**LISTED RECORDS:**
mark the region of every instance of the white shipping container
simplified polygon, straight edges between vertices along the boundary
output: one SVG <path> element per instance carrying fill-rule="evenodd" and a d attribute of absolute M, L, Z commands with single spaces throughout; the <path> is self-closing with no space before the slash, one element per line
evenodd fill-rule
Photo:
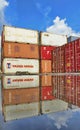
<path fill-rule="evenodd" d="M 9 42 L 38 44 L 38 31 L 4 26 L 3 39 Z"/>
<path fill-rule="evenodd" d="M 68 103 L 55 99 L 51 101 L 42 101 L 42 113 L 51 113 L 51 112 L 58 112 L 64 111 L 68 109 Z"/>
<path fill-rule="evenodd" d="M 25 75 L 25 76 L 3 76 L 3 88 L 31 88 L 39 87 L 38 75 Z"/>
<path fill-rule="evenodd" d="M 42 45 L 52 45 L 52 46 L 61 46 L 67 43 L 67 36 L 57 35 L 47 32 L 41 33 L 41 44 Z"/>
<path fill-rule="evenodd" d="M 3 73 L 28 72 L 39 73 L 39 60 L 35 59 L 3 59 Z"/>
<path fill-rule="evenodd" d="M 5 121 L 32 117 L 39 114 L 39 103 L 19 104 L 4 106 Z"/>

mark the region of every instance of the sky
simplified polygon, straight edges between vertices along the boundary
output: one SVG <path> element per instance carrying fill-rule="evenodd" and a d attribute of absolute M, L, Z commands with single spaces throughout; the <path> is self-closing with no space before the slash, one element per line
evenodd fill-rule
<path fill-rule="evenodd" d="M 80 34 L 79 0 L 0 0 L 3 24 L 64 35 Z"/>

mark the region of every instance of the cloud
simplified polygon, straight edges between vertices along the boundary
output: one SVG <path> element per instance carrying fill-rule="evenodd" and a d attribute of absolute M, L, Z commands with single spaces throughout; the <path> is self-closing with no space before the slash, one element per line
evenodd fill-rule
<path fill-rule="evenodd" d="M 68 110 L 64 112 L 58 112 L 47 115 L 48 118 L 52 119 L 57 129 L 61 129 L 62 126 L 68 127 L 68 121 L 73 117 L 73 113 L 79 112 L 80 109 Z"/>
<path fill-rule="evenodd" d="M 80 36 L 80 32 L 76 32 L 73 30 L 66 22 L 66 18 L 60 19 L 59 16 L 57 16 L 53 20 L 53 25 L 48 27 L 47 32 L 56 33 L 56 34 L 62 34 L 62 35 L 72 35 L 72 36 Z"/>
<path fill-rule="evenodd" d="M 6 0 L 0 0 L 0 32 L 2 29 L 2 25 L 6 23 L 4 11 L 5 7 L 7 7 L 8 5 L 9 3 Z"/>

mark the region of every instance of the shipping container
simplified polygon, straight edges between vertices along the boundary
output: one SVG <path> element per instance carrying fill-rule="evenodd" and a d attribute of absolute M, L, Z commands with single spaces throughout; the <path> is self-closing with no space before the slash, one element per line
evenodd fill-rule
<path fill-rule="evenodd" d="M 38 31 L 12 26 L 3 27 L 3 41 L 38 44 L 38 40 Z"/>
<path fill-rule="evenodd" d="M 53 96 L 52 86 L 45 86 L 41 88 L 41 99 L 42 101 L 55 99 L 55 97 Z"/>
<path fill-rule="evenodd" d="M 42 101 L 42 113 L 52 113 L 58 111 L 65 111 L 68 109 L 68 103 L 55 99 L 51 101 Z"/>
<path fill-rule="evenodd" d="M 52 61 L 41 60 L 41 73 L 51 73 L 51 72 L 52 72 Z"/>
<path fill-rule="evenodd" d="M 41 46 L 40 55 L 42 60 L 52 60 L 52 51 L 55 49 L 55 46 Z"/>
<path fill-rule="evenodd" d="M 35 59 L 3 59 L 3 73 L 39 73 L 39 60 Z"/>
<path fill-rule="evenodd" d="M 57 72 L 64 73 L 65 46 L 57 47 Z"/>
<path fill-rule="evenodd" d="M 56 97 L 56 98 L 59 98 L 58 97 L 58 76 L 55 75 L 52 77 L 52 84 L 53 84 L 53 95 Z"/>
<path fill-rule="evenodd" d="M 4 106 L 4 120 L 16 120 L 36 116 L 40 113 L 39 102 Z"/>
<path fill-rule="evenodd" d="M 65 76 L 65 101 L 76 104 L 76 76 Z"/>
<path fill-rule="evenodd" d="M 33 58 L 39 59 L 39 46 L 14 42 L 3 43 L 3 58 Z"/>
<path fill-rule="evenodd" d="M 75 40 L 75 69 L 80 72 L 80 39 Z"/>
<path fill-rule="evenodd" d="M 67 43 L 67 36 L 41 32 L 41 45 L 61 46 Z"/>
<path fill-rule="evenodd" d="M 39 101 L 39 88 L 4 89 L 3 104 L 16 105 Z"/>
<path fill-rule="evenodd" d="M 42 75 L 41 78 L 41 87 L 52 86 L 52 75 Z"/>
<path fill-rule="evenodd" d="M 78 36 L 70 36 L 70 37 L 67 38 L 67 41 L 68 41 L 68 43 L 70 43 L 70 42 L 75 41 L 77 39 L 79 39 Z"/>
<path fill-rule="evenodd" d="M 39 87 L 39 75 L 3 76 L 2 80 L 4 89 Z"/>
<path fill-rule="evenodd" d="M 74 42 L 65 45 L 65 72 L 75 72 Z"/>

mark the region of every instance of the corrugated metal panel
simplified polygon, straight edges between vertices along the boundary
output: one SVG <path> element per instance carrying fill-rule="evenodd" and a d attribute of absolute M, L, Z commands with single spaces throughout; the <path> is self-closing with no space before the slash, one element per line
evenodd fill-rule
<path fill-rule="evenodd" d="M 80 107 L 80 76 L 76 76 L 76 105 Z"/>
<path fill-rule="evenodd" d="M 74 42 L 65 45 L 65 72 L 75 72 Z"/>
<path fill-rule="evenodd" d="M 5 58 L 3 60 L 4 73 L 16 73 L 17 71 L 39 73 L 39 60 Z"/>
<path fill-rule="evenodd" d="M 52 76 L 42 75 L 41 76 L 41 86 L 52 86 Z"/>
<path fill-rule="evenodd" d="M 3 57 L 39 59 L 39 46 L 34 44 L 4 42 Z"/>
<path fill-rule="evenodd" d="M 65 76 L 58 75 L 58 97 L 64 100 L 65 97 Z"/>
<path fill-rule="evenodd" d="M 15 28 L 11 26 L 4 26 L 3 40 L 13 42 L 23 42 L 38 44 L 38 31 L 28 30 L 23 28 Z"/>
<path fill-rule="evenodd" d="M 31 87 L 39 87 L 38 75 L 3 77 L 3 88 L 5 89 L 31 88 Z"/>
<path fill-rule="evenodd" d="M 53 60 L 52 60 L 52 71 L 53 73 L 57 72 L 57 49 L 53 51 Z"/>
<path fill-rule="evenodd" d="M 51 101 L 42 101 L 42 113 L 51 113 L 67 110 L 68 103 L 62 100 L 51 100 Z"/>
<path fill-rule="evenodd" d="M 32 117 L 39 114 L 39 103 L 4 106 L 5 121 Z"/>
<path fill-rule="evenodd" d="M 57 35 L 47 32 L 41 33 L 42 45 L 61 46 L 64 45 L 65 43 L 67 43 L 67 37 L 65 35 Z"/>
<path fill-rule="evenodd" d="M 51 60 L 41 60 L 41 73 L 52 72 L 52 61 Z"/>
<path fill-rule="evenodd" d="M 3 104 L 16 105 L 39 101 L 39 88 L 4 89 Z"/>
<path fill-rule="evenodd" d="M 75 69 L 80 72 L 80 39 L 75 40 Z"/>
<path fill-rule="evenodd" d="M 61 46 L 61 47 L 58 47 L 58 50 L 57 50 L 57 72 L 64 72 L 64 50 L 65 50 L 65 46 Z"/>
<path fill-rule="evenodd" d="M 56 98 L 59 98 L 58 97 L 58 76 L 53 76 L 53 95 L 56 97 Z"/>

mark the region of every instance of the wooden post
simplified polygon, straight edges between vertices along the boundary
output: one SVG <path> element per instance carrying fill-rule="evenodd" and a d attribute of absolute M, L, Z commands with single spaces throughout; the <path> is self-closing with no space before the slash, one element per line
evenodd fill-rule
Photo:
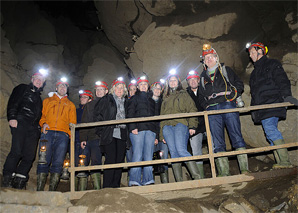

**TASK DESCRIPTION:** Tally the lines of the records that hold the word "region" and output only the total.

**EXERCISE RESPONSE:** 6